To be done: Rewrite the items below with every occurrence of "one dot per instance" changed to "a single point per instance", leaving everything else as it is.
━━━━━ Data for this exercise ━━━━━
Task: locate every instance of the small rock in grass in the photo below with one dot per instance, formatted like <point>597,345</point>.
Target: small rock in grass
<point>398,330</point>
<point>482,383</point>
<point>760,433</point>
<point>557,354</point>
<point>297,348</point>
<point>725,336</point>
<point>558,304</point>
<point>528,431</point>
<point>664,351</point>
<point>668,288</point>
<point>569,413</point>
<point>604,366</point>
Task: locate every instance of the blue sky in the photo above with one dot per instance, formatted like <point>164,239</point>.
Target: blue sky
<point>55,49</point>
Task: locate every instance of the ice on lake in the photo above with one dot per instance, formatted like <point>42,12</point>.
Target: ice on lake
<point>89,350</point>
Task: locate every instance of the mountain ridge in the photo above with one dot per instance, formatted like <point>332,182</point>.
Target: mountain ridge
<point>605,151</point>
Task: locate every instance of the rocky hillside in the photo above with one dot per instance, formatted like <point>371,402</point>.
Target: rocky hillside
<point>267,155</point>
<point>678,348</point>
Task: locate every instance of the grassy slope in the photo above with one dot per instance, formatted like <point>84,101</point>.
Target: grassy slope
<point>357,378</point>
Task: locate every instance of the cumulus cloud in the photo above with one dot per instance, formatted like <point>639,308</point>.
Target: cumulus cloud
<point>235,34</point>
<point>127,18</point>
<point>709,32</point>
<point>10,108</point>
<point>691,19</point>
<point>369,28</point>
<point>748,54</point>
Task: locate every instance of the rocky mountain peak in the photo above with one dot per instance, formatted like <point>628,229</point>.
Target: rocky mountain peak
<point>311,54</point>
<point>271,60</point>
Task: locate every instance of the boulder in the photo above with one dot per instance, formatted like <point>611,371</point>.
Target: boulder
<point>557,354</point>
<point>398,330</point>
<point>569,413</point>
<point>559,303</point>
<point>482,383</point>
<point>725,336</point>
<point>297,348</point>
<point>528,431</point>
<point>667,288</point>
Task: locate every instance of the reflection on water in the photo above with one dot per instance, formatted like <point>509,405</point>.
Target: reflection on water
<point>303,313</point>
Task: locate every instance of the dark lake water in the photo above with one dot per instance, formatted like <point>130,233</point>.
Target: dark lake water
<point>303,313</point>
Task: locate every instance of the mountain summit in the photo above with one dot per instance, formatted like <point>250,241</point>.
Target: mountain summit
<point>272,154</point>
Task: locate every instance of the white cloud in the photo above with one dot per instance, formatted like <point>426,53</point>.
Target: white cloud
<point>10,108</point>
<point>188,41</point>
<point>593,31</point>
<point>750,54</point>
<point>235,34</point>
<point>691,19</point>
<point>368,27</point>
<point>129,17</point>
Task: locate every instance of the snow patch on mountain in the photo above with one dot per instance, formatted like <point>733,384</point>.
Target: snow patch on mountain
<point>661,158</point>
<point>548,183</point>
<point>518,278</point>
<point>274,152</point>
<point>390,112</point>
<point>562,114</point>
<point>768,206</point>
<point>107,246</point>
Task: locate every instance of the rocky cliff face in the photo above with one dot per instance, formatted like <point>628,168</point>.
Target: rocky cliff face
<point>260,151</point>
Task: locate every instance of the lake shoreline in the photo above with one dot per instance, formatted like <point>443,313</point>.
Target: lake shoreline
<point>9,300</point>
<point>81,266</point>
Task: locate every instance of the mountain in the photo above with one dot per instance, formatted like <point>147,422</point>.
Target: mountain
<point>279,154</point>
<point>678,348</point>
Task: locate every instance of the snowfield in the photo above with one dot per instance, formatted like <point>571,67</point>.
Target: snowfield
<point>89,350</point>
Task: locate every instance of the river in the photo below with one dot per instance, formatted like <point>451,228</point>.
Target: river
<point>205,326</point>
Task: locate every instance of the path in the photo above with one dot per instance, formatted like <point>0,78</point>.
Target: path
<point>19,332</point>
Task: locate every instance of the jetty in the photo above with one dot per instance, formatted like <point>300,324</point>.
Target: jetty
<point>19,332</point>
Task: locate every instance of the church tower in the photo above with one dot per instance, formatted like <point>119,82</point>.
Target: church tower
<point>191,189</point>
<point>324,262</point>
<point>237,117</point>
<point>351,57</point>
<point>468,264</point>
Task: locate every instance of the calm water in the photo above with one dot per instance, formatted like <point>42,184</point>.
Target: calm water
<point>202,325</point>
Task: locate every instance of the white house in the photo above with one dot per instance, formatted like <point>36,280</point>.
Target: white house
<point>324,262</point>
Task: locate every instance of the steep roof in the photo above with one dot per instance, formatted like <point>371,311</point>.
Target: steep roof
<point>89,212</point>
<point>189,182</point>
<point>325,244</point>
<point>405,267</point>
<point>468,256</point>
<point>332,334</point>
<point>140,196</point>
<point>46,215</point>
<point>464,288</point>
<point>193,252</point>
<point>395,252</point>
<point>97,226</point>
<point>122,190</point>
━━━━━
Exercise answer:
Task: locate every instance of the small rock in grass in the photo below with a single point per instance, formatted like <point>597,345</point>.
Target: small rock in grass
<point>398,330</point>
<point>482,383</point>
<point>760,433</point>
<point>557,354</point>
<point>297,348</point>
<point>725,336</point>
<point>558,304</point>
<point>528,431</point>
<point>664,351</point>
<point>668,288</point>
<point>569,413</point>
<point>604,366</point>
Task: locate every instance of the blue sky in the photo above with a single point per instance, formatted like <point>164,239</point>.
Target: blue sky
<point>55,49</point>
Task: locate every instance of the ice on lake in the photo above with a single point per instance, formatted like <point>42,12</point>.
Target: ice on lake
<point>89,350</point>
Task: locate every instance of the mountain ridge in the photo above with a single point per instance, formatted like <point>332,182</point>.
Target: mountain ridge
<point>605,151</point>
Task: locate every instance of the rocky hillside in the photo above with a single point per instance, formatted like <point>371,402</point>.
Target: rocky hillside
<point>267,155</point>
<point>678,348</point>
Task: locate every instance of the grassy slope in the photo above with a single point per instance, formatted like <point>84,101</point>.
Target: grassy slope
<point>357,378</point>
Task: locate every instance of the cumulus cloud in the photo above with a single point per instance, formatted like <point>639,308</point>.
Target: cumulus cloud
<point>235,34</point>
<point>127,18</point>
<point>709,32</point>
<point>10,108</point>
<point>691,19</point>
<point>369,28</point>
<point>748,54</point>
Task: locate every instance of the rocky mountain peak in the photo above with a single point per instance, formatted like <point>628,229</point>.
Target: rocky mountain peak
<point>311,54</point>
<point>271,60</point>
Task: locate every instance of the boulder in the photo above with a single point per instance, formatted like <point>611,371</point>.
Target: boulder
<point>557,354</point>
<point>398,330</point>
<point>569,413</point>
<point>559,303</point>
<point>482,383</point>
<point>725,336</point>
<point>297,348</point>
<point>528,431</point>
<point>667,288</point>
Task: locate every instance of the reflection on water in the photo above with a single point per instance, formatted like <point>509,405</point>.
Target: reflection on water
<point>303,313</point>
Task: locate every instance of the dark lake water in the photo above with a single point per instance, formatted like <point>130,233</point>.
Target: dark lake water
<point>303,313</point>
Task: locate every instance of the mountain summit in the photo above with a single point per instance, formatted like <point>250,241</point>.
Target: mountain summit
<point>272,154</point>
Task: locate every instance of the white cloud in the photo above with a single point per instance, formatted like <point>426,53</point>.
Target: white cloud
<point>10,108</point>
<point>188,41</point>
<point>593,31</point>
<point>750,54</point>
<point>235,34</point>
<point>691,19</point>
<point>368,27</point>
<point>129,17</point>
Task: locate every instance of the snow patch on mountain in the photo above with a single point per instance, formatted like <point>733,384</point>.
Target: snow patch on mountain
<point>661,158</point>
<point>548,183</point>
<point>518,278</point>
<point>274,152</point>
<point>390,112</point>
<point>562,114</point>
<point>768,206</point>
<point>107,246</point>
Task: locate every instance of the rocky cliff face in the photo above with a single point per instance, formatted like <point>628,168</point>.
Target: rocky cliff face
<point>260,151</point>
Task: locate every instance of the lake shoreline in the photo above with a single point per instance, formatted like <point>443,313</point>.
Target: lake shoreline
<point>9,300</point>
<point>81,266</point>
Task: locate every instance of the mountain in the photo above with a single point per instance, formatted like <point>147,422</point>.
Target: mountain
<point>279,154</point>
<point>678,348</point>
Task: locate every instance of the snowfield in the photo above with a single point per instance, formatted like <point>571,67</point>.
Target: snowfield
<point>89,350</point>
Task: locate every instance of the river in the photo below with a single point per instance, formatted like <point>451,228</point>.
Target: river
<point>205,326</point>
Task: locate every instance of the path in the photo above with a single point per instance, formatted like <point>0,78</point>.
Target: path
<point>19,332</point>
Task: locate every instance of the jetty in the photo above with a single point per instance, formatted like <point>300,324</point>.
Target: jetty
<point>19,332</point>
Task: locate every instance of the church tower in the photo above with a single point per instance, formatted like <point>119,82</point>.
Target: church tower
<point>191,189</point>
<point>324,262</point>
<point>237,117</point>
<point>351,57</point>
<point>468,264</point>
Task: locate every instance of the calm water in the photo above with a single point per instance, formatted like <point>42,184</point>.
Target: calm water
<point>202,325</point>
Task: locate every instance of the white house in the photo above with a single point per instance, formatted like <point>36,280</point>.
Target: white house
<point>324,262</point>
Task: locate every instance of the steep roof in the photo above with a single point per instance, formatted like <point>371,311</point>.
Target: steep roof
<point>89,212</point>
<point>189,182</point>
<point>325,244</point>
<point>405,267</point>
<point>468,256</point>
<point>332,334</point>
<point>140,196</point>
<point>46,215</point>
<point>464,288</point>
<point>193,252</point>
<point>395,252</point>
<point>97,226</point>
<point>122,190</point>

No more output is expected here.